TASKS FOR THIS EXERCISE:
[a] Using the text on constructing the KAI below, decide whether each statement agrees with it: (i) the cover page includes a page count; (ii) items are numbered separately within each section; (iii) the scoring guide appears on the last page of the KAI. For each, give yes or no and quote the deciding words.
[b] Translate this sentence from the text on constructing the KAI into Spanish: "Item types are grouped in separate sections with plenty of space between items."
[c] Return the passage of the text on constructing the KAI between "Exam instructions, item" and "content, and readability.", inclusive, unchanged.

DOCUMENT EXCERPT:
· · · · · · ·
When constructing my KAI, I referred to the PIDP 3230 course reading “Arranging the Items” (Vancouver Community College 2017). I used best practices by arranging the item types in sections from simple to complex. The items within each section follow the sequence of instruction through Unit 1 – The Perioperative Period as well as events in a clinical environment, but there is no detectable pattern of responses.

When constructing my KAI, I used best practices by following the “Format the Exam” document found in the PIDP 3230 online readings (Vancouver Community College, 2017). There is a cover page stating the name of the exam, a place for the student to enter their name and student number. The name of the course is clear and the topic of the exam is stated. The total mark, and the passing grade is specified. The cover page also contains a list of instructions explaining what section of the course they are being assessed on, the percentage that the exam is worth, a scoring guide, suggested time allocations for each section, and the total time allocation. There are instructions on how to record answers, and a page count on the cover page as well.

Exam instructions, item instructions, and items are not split between pages. Item types are grouped in separate sections with plenty of space between items. The items are numbered consecutively from the beginning of the exam until the end. The end of the exam is clearly marked. Finally, I had a colleague review my KAI for errors in content, and readability.

 What factors did I consider when creating the scoring guide?

The value of my KAI is outlined in my Table of Specifications (Table 1); the importance of each item reflects cognitive outcomes (quantifying the importance of items as they pertain to my lessons and curriculum). However, when creating my scoring guide, I referenced my instructor’s YouTube video “Creating the Scoring Guide” link found in the PIDP 3230 course (Vancouver Community College, 2017). The factors that I considered are accountability to my Table of Specifications (Table 1), and assisting my students with the following information about the KAI: how many sections there are, how many items in each section, what the items are worth, and the time that they should allow themselves to complete each section. These factors ensure process validity (the ability to obtain consistent results). My scoring guide is clearly displayed on the cover page of my KAI.

 How will I prepare the learners for the exam and provide feedback to them after the exam?
· · · · · · ·
GIVEN ENTRIES:

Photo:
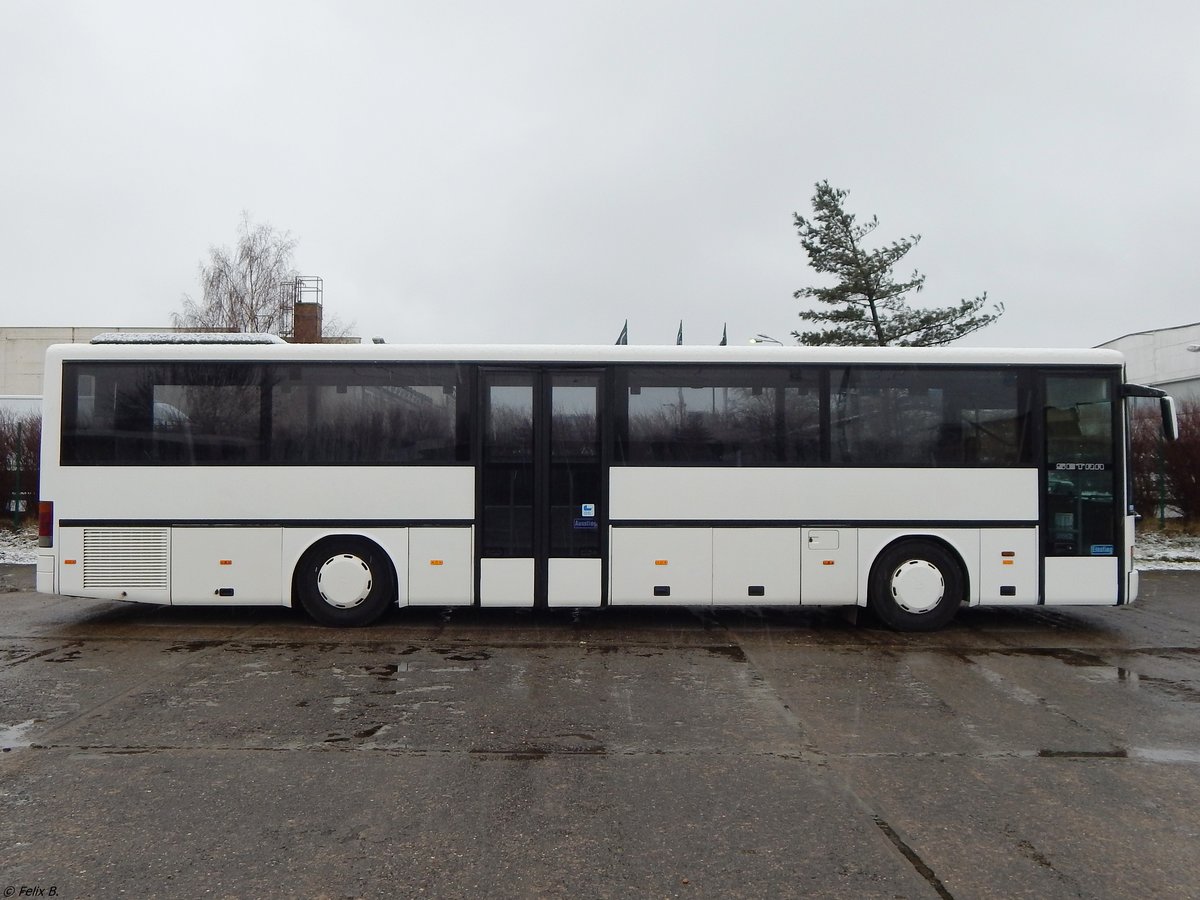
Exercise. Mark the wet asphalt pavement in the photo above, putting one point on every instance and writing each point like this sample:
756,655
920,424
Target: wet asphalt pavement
· · · · · · ·
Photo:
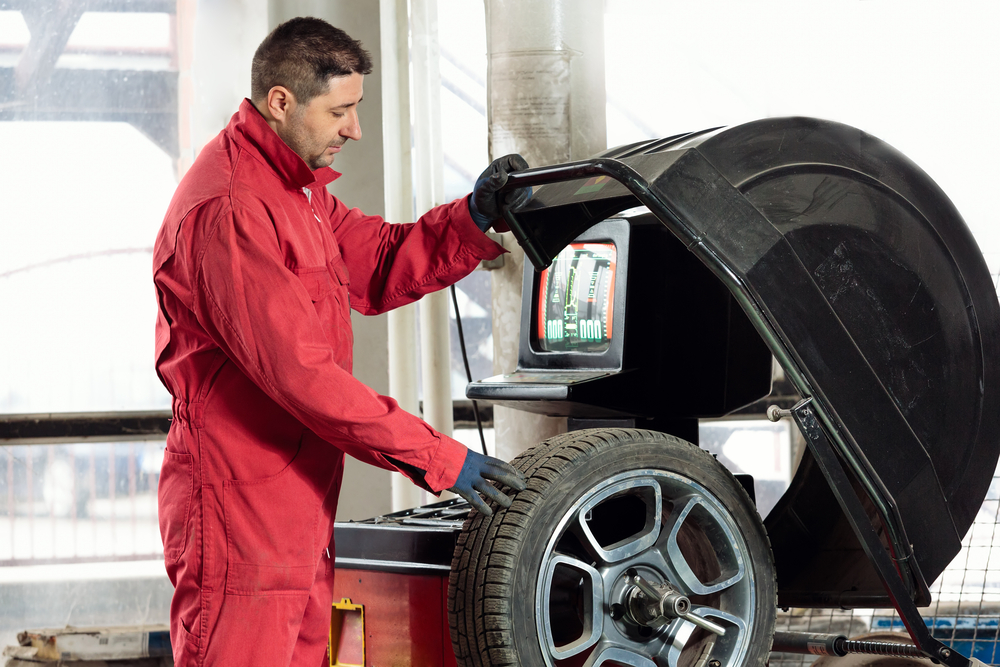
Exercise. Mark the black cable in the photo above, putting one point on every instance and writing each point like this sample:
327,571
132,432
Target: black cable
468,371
· · · · · · ·
RESULTS BY TASK:
[a]
(i) Yes: "and a page count on the cover page as well."
(ii) No: "The items are numbered consecutively from the beginning of the exam until the end."
(iii) No: "My scoring guide is clearly displayed on the cover page of my KAI."

[b] Los tipos de ítems se agrupan en secciones separadas con abundante espacio entre los ítems.

[c]
Exam instructions, item instructions, and items are not split between pages. Item types are grouped in separate sections with plenty of space between items. The items are numbered consecutively from the beginning of the exam until the end. The end of the exam is clearly marked. Finally, I had a colleague review my KAI for errors in content, and readability.